The lines below are to be quoted exactly, from the first through the one that contains "For the mapping pass, tag each instance of the terracotta".

*** EXTRACTED RECORDS

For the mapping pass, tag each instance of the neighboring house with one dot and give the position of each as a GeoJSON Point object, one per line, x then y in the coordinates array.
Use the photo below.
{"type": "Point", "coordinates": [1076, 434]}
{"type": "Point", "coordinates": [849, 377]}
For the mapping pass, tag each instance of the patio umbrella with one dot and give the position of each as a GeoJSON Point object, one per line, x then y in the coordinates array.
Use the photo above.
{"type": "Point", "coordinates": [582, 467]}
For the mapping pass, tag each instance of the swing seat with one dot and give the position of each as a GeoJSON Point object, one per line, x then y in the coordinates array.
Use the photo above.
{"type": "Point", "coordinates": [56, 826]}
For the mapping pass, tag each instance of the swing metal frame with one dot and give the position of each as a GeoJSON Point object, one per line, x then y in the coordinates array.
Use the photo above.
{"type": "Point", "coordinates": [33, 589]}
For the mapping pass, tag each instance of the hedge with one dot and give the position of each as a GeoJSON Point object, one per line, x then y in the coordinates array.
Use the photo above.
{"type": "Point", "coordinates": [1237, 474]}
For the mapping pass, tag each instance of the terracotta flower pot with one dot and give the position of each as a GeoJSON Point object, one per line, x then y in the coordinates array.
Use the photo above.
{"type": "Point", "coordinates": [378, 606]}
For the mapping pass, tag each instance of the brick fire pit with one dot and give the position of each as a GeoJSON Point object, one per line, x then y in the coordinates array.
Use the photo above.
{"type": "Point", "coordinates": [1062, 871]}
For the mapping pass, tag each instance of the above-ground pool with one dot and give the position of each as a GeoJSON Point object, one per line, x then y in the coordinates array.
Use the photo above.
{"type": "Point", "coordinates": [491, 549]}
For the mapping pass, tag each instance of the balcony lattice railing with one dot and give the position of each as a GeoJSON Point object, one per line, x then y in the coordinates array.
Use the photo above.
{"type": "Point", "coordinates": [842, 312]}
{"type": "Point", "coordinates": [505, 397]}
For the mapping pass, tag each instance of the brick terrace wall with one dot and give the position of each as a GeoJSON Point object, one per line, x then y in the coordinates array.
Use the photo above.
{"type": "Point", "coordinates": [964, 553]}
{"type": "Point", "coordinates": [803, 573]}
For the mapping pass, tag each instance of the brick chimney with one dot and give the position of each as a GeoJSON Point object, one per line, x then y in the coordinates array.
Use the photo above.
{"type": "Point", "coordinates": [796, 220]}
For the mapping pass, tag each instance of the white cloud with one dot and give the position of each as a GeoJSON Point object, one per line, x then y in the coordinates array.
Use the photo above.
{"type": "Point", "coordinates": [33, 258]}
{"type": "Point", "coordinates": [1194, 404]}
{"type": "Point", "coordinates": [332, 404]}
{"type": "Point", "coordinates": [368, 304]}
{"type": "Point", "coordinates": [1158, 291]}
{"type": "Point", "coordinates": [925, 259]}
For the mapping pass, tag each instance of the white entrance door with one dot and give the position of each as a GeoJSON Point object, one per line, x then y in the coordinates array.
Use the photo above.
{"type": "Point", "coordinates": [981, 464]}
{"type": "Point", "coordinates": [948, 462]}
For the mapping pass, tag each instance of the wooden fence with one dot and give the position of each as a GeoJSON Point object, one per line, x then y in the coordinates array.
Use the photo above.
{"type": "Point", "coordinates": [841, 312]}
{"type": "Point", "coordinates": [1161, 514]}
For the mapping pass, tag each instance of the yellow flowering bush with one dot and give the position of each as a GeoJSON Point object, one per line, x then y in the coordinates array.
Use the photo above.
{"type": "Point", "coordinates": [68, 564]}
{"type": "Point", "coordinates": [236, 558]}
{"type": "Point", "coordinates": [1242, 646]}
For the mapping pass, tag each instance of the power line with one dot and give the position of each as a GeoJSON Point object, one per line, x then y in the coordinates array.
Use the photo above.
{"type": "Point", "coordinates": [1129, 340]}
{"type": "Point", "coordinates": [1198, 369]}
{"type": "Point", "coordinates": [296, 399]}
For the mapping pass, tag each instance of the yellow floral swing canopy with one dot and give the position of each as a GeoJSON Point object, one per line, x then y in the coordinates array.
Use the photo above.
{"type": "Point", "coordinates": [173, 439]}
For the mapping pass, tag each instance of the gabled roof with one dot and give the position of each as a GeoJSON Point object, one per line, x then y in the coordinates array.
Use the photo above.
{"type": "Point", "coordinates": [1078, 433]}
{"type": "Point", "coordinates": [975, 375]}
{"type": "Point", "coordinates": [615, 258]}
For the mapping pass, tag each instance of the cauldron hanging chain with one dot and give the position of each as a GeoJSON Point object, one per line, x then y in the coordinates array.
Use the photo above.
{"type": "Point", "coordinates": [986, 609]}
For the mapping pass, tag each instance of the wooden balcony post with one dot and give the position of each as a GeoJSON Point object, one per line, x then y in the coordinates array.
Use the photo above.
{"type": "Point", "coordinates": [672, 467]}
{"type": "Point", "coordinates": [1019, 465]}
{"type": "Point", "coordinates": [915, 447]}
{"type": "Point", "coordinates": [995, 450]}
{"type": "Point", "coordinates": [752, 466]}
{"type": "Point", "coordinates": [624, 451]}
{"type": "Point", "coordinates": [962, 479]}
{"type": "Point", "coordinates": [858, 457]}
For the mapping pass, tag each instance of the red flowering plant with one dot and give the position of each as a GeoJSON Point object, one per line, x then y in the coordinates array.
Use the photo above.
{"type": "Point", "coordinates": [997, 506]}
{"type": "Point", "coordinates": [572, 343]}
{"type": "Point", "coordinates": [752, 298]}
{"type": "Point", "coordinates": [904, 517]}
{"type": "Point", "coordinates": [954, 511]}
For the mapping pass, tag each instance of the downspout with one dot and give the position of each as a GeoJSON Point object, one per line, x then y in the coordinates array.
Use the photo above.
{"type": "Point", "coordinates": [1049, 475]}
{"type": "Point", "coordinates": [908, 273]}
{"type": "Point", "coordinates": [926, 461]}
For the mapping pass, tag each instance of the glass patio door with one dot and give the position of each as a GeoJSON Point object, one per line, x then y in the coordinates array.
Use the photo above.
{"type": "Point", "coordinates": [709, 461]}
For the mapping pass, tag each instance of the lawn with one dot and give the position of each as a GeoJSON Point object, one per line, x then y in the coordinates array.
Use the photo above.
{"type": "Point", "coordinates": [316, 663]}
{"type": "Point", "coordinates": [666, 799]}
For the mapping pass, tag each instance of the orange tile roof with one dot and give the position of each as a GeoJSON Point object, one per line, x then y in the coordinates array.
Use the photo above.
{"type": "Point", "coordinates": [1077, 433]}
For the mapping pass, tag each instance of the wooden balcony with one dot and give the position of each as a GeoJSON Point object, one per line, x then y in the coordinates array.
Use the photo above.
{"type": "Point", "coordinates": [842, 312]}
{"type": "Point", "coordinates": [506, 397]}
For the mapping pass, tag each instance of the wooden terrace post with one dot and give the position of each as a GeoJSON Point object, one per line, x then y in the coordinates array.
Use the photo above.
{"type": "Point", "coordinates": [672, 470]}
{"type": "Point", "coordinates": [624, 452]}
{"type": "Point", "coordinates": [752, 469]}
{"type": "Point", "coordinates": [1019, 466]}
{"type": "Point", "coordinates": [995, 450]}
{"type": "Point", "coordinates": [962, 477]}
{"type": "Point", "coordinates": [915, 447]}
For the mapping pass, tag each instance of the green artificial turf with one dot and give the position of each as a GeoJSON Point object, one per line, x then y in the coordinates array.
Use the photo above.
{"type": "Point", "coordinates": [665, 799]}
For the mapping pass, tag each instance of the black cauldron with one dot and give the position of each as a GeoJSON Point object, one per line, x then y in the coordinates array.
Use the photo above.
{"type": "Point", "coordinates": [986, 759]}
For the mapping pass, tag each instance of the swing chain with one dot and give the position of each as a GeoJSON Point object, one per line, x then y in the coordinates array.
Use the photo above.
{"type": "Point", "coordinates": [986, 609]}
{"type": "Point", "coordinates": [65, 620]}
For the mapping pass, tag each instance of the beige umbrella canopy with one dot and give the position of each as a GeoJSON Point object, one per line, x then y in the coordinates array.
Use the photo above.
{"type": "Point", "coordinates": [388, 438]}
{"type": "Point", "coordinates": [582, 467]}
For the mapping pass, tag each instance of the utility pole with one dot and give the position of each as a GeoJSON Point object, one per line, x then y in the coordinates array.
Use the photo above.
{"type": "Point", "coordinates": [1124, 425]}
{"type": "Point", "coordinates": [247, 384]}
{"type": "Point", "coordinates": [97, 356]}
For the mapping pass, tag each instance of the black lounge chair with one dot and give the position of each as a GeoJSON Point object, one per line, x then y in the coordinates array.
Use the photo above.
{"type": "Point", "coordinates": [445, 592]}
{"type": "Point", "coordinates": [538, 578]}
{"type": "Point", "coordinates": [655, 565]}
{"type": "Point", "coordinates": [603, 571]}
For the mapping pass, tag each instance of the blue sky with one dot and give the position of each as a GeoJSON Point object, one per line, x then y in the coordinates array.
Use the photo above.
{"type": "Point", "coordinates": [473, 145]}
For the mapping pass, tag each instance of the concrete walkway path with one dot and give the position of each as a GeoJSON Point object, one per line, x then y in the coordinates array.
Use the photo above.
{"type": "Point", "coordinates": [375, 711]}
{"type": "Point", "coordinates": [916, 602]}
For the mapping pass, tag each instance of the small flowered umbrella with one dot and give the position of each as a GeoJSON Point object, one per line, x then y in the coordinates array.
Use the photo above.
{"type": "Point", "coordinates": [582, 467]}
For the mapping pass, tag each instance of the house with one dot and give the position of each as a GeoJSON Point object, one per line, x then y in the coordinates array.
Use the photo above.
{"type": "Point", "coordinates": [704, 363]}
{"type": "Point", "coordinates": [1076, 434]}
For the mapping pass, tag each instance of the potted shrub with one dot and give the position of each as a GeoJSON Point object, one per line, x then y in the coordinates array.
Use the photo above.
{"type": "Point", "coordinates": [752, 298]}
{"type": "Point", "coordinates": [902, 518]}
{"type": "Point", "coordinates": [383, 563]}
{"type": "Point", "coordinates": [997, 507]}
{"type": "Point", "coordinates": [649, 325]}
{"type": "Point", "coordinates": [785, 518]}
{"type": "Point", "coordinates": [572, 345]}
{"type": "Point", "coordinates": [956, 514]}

******

**FINISHED TASK**.
For the mapping pass, tag each instance of the neighboring house with one dot and give the position of each as a GeoJSON Point object, one per line, x then y in the coordinates array.
Use the photo below.
{"type": "Point", "coordinates": [1076, 434]}
{"type": "Point", "coordinates": [849, 377]}
For the mapping pass, tag each instance of the patio umbrella with one dot and give the position of each as a GeoJSON Point object, one per line, x then y in the coordinates array.
Use the photo above.
{"type": "Point", "coordinates": [582, 467]}
For the mapping pass, tag each instance of the swing seat with one dot and give the position of each as a GeoJSON Point object, one per line, x then y in the coordinates array.
Use the photo above.
{"type": "Point", "coordinates": [56, 826]}
For the mapping pass, tag each instance of the swing metal frame with one dot and give the position of each as a GeoJSON Point object, one per line, x then y in the coordinates array.
Use the photo above.
{"type": "Point", "coordinates": [33, 589]}
For the mapping pass, tag each instance of the hedge with one dot and give the position of each as a GeoJSON Point object, one per line, x then y in the coordinates array.
Use the photo above.
{"type": "Point", "coordinates": [1237, 474]}
For the mapping pass, tag each instance of the terracotta flower pot with one dot and give the position of each as a GeoJSON Point object, one per line, x then y in the coordinates array.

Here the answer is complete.